§ The task: Transcribe each record word for word. Skip the images.

Referring expression pointing data
********************
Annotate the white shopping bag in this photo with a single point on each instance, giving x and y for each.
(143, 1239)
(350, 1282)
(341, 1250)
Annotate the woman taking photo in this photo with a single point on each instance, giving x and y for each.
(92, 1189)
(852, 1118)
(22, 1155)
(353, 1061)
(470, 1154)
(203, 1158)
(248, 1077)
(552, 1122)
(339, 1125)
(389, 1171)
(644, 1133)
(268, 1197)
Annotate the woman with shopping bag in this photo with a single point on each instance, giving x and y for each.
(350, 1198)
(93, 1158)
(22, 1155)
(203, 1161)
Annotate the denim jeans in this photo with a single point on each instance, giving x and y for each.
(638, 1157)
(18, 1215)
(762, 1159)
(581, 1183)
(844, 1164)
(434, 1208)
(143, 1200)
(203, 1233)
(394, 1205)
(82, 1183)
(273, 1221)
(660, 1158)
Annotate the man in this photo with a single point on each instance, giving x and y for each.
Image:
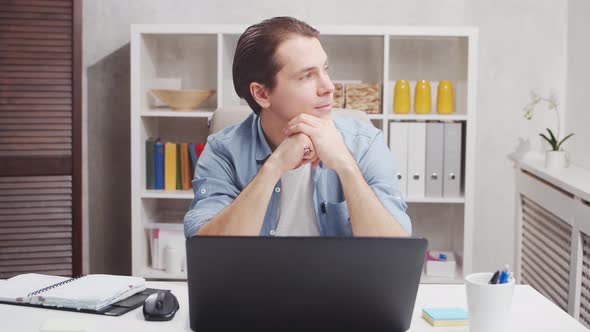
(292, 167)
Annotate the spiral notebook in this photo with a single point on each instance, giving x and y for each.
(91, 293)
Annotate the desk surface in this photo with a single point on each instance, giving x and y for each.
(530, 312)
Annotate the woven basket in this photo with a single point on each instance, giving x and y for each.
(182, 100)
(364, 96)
********************
§ Finished task:
Annotate the white shopping bag in this photo with a single point on each instance, giving x and y for each.
(143, 1239)
(350, 1282)
(341, 1250)
Annotate the woman taking photo in this photo with a single point on each instance, giving x and y for each.
(92, 1189)
(852, 1118)
(22, 1155)
(353, 1061)
(470, 1154)
(203, 1158)
(248, 1077)
(552, 1122)
(339, 1125)
(389, 1171)
(644, 1133)
(268, 1197)
Annotate the woman with shopping bag in this photo with a single point on each instance, giving x and y for each.
(350, 1198)
(93, 1158)
(22, 1155)
(203, 1161)
Annotate the denim jeans in this photo with a single point on each instance, giving x and y for each.
(638, 1157)
(18, 1215)
(762, 1159)
(581, 1183)
(844, 1164)
(434, 1208)
(143, 1200)
(203, 1233)
(394, 1205)
(82, 1183)
(273, 1221)
(660, 1158)
Annotate the man in this photo with a single point on each instance, giving x and y for each.
Image:
(292, 167)
Annotate the spiral notebook in this photo with a single point on each instance, giving x and y for each.
(91, 293)
Annotate the desk surface in this photo with a single point on each instance, giving x and y for each.
(530, 312)
Annotate the woven basket in this photo with a single point on each instance, giving x and y for each.
(182, 100)
(364, 96)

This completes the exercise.